**What is required**: Pick out every row below that contains the word "bird", and copy each of those rows in full.
## Start Material to process
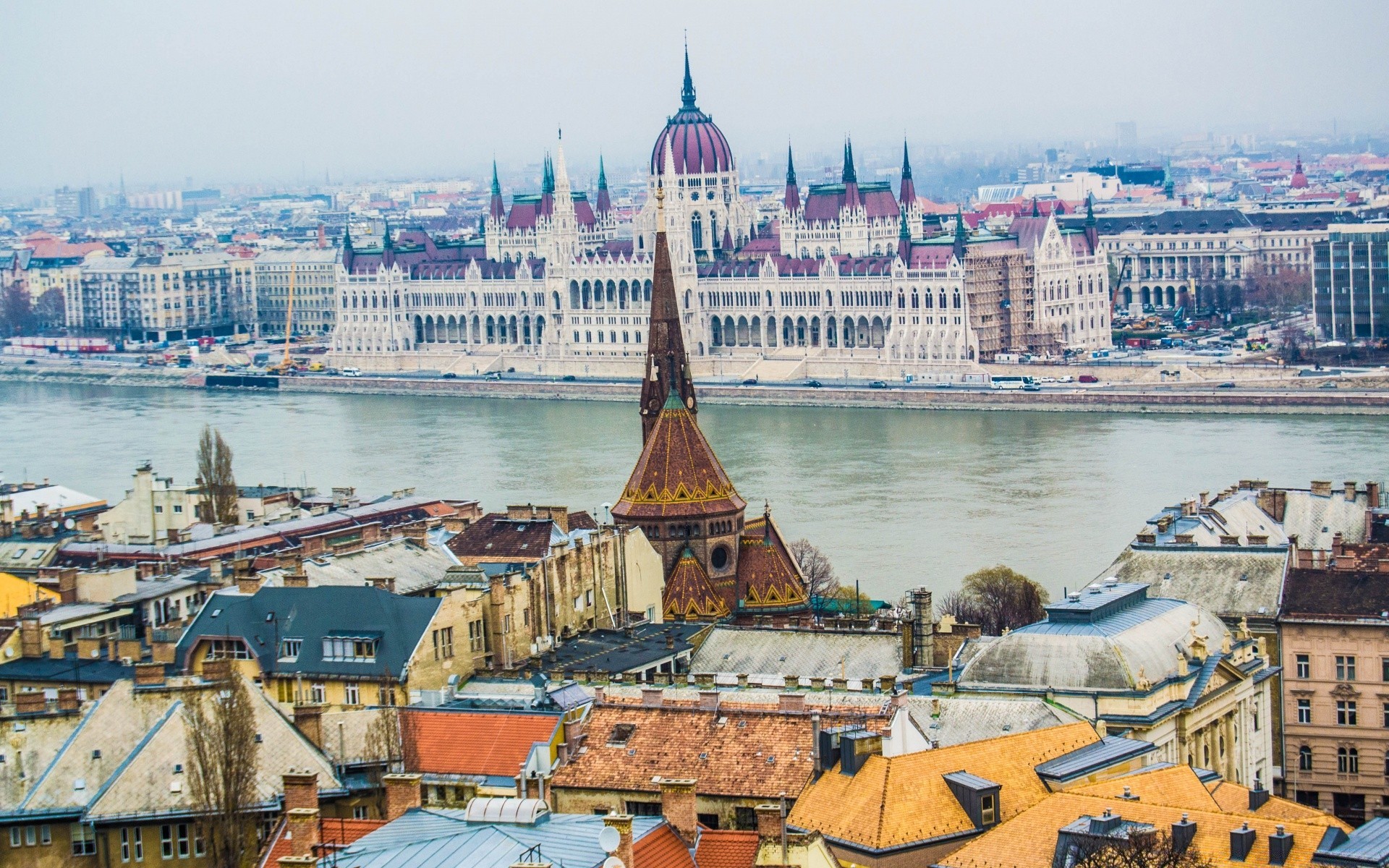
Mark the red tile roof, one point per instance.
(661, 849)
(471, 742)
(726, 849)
## End Material to process
## Start Material to process
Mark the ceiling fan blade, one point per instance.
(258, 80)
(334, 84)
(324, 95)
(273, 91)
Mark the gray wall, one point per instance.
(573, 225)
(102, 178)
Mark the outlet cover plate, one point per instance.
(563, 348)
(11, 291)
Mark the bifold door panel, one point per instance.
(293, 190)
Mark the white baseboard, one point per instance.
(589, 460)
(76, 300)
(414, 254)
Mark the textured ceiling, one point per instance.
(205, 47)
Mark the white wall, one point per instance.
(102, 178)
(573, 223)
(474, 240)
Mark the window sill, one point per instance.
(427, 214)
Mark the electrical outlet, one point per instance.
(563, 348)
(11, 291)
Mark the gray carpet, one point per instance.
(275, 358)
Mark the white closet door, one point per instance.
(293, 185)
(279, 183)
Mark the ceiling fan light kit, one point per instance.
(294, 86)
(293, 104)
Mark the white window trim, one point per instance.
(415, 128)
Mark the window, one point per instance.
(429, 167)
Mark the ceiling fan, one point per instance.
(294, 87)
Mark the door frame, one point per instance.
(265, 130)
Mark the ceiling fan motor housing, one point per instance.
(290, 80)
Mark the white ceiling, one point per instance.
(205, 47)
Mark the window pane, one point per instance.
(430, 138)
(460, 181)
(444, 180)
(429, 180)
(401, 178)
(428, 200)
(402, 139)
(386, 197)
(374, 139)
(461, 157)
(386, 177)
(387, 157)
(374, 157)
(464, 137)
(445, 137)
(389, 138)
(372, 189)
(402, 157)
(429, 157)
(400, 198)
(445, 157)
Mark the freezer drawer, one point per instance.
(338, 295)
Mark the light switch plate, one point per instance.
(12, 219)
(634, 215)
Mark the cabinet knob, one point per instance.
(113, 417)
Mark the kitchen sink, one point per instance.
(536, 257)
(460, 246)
## End Material to process
## Start Material to process
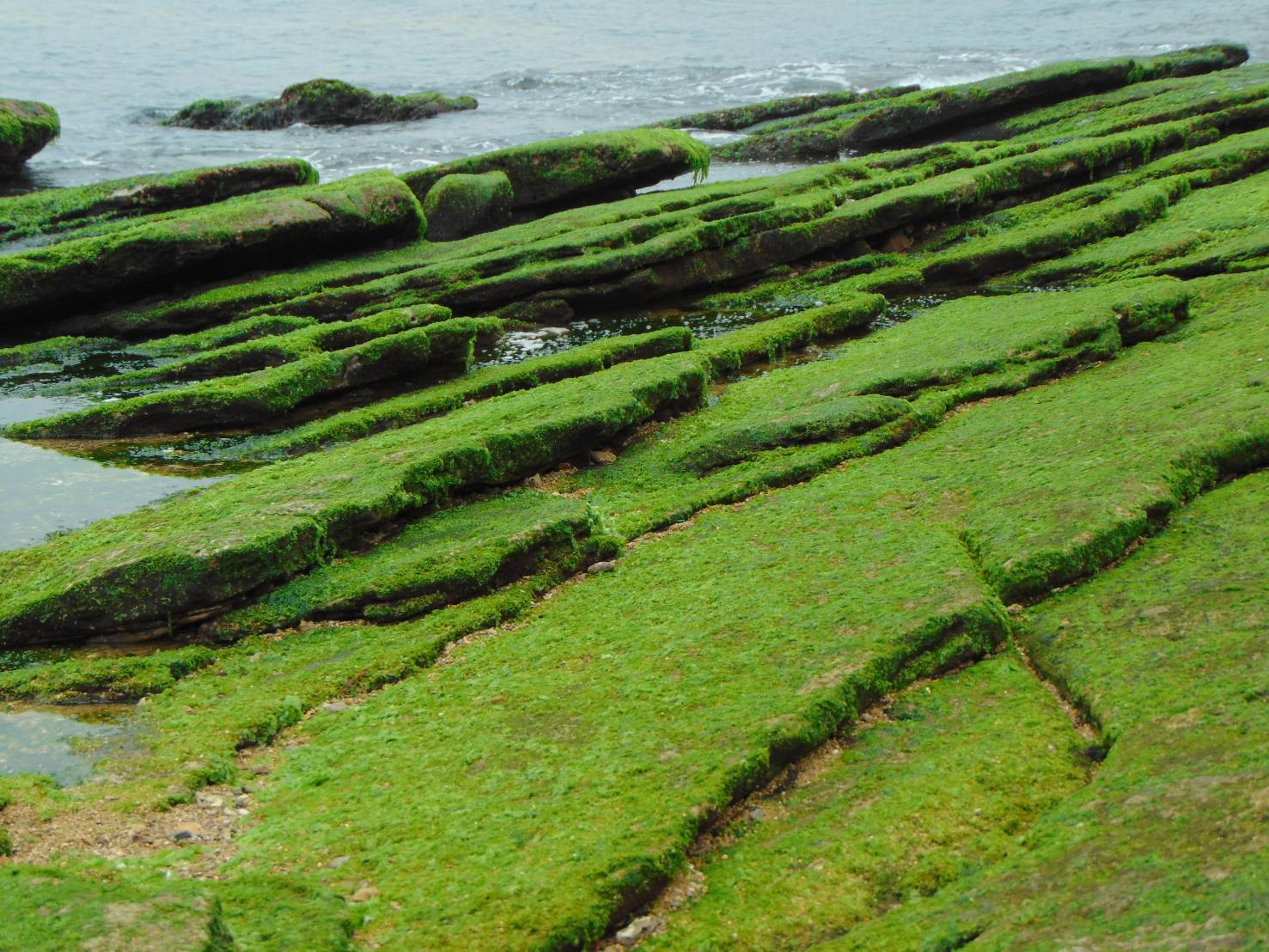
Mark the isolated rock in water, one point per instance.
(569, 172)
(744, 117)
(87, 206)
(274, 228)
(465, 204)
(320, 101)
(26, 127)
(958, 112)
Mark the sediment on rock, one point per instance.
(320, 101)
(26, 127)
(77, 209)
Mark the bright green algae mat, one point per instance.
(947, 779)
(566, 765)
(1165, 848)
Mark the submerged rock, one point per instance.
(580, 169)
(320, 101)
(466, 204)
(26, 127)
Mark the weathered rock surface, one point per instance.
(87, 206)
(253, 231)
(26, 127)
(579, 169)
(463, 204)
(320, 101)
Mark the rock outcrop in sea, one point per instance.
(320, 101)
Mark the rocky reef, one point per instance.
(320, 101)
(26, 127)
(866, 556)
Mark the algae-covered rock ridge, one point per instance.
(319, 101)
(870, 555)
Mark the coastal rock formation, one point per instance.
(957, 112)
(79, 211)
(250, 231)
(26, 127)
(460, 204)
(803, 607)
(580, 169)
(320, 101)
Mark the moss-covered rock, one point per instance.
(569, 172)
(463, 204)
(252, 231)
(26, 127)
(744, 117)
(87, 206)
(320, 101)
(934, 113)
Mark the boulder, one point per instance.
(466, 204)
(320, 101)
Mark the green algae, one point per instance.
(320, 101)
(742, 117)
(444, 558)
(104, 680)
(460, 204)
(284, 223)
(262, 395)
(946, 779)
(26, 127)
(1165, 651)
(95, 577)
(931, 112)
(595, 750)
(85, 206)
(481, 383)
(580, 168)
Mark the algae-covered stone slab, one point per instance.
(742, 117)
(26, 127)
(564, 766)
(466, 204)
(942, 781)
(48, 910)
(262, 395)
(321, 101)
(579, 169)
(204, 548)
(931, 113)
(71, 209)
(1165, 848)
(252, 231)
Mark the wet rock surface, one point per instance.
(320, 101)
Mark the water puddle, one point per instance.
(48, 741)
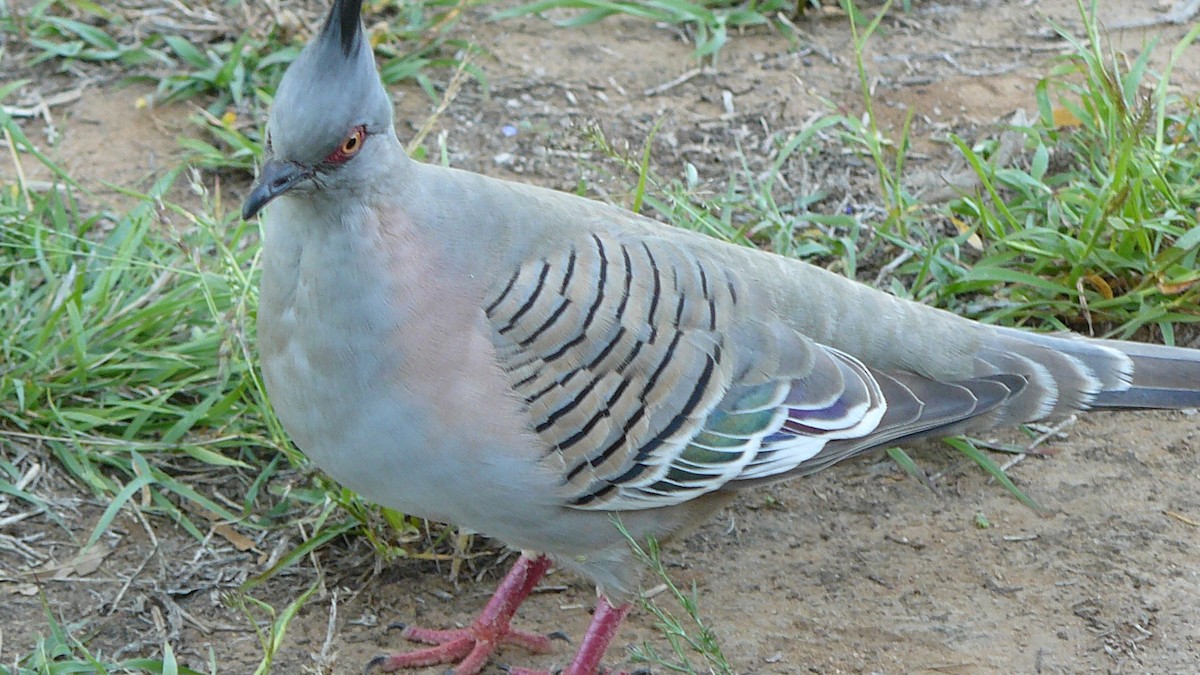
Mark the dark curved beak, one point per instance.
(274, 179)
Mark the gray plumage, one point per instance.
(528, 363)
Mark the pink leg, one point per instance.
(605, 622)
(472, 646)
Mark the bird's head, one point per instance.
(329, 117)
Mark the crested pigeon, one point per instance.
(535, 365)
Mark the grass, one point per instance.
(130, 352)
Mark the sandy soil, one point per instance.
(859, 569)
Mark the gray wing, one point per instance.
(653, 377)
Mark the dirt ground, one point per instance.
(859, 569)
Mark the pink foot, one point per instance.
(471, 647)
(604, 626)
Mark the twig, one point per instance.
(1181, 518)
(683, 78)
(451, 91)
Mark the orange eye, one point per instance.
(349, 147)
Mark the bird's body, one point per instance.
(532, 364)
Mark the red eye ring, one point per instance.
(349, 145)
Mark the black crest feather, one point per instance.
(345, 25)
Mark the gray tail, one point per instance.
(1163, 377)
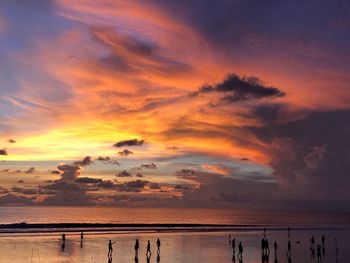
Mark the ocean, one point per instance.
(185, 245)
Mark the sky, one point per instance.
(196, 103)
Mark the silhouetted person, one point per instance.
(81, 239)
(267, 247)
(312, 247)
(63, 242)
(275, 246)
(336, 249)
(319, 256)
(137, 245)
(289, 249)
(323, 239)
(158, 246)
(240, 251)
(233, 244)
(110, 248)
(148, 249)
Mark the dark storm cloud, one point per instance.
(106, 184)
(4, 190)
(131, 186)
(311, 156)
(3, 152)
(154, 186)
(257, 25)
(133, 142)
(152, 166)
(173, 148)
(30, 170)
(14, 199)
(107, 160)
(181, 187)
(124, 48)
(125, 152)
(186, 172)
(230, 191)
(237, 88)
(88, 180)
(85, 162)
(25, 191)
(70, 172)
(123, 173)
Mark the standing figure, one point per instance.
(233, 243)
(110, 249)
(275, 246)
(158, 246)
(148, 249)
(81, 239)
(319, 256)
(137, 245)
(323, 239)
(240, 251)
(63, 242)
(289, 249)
## End Material to process
**Worked answer**:
Mark the bird's head, one point per instance.
Mark the bird's body, one point per instance.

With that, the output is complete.